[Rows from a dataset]
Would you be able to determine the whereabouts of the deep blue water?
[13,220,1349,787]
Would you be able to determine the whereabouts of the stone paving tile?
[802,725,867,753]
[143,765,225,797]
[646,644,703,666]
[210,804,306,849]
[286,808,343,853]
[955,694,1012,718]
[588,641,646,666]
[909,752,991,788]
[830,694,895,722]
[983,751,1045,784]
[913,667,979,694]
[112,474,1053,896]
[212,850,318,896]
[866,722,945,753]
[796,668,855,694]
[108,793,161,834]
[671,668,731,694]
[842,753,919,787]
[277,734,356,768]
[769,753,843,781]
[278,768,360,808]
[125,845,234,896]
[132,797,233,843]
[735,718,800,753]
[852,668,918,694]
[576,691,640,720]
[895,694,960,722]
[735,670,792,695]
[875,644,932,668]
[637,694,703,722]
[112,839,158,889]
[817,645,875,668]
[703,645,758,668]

» WORK TO COMPLETE
Rescale the data from the line with "Would you be able to determine the whereabouts of the stone" up to and including the line with "[112,474,1053,896]": repeat each of those lines, the request line too, and multiply every bounding-box coordinate in the answers by 0.85, rounding to whole numbers with halves going up.

» FULL ANSWER
Would you be able to determine the whereabouts of the stone paving tile?
[682,616,737,640]
[122,650,191,677]
[549,547,598,566]
[179,683,260,722]
[243,687,292,725]
[812,590,860,610]
[500,545,549,566]
[773,639,842,670]
[706,590,761,614]
[836,638,888,666]
[776,567,832,590]
[95,403,895,762]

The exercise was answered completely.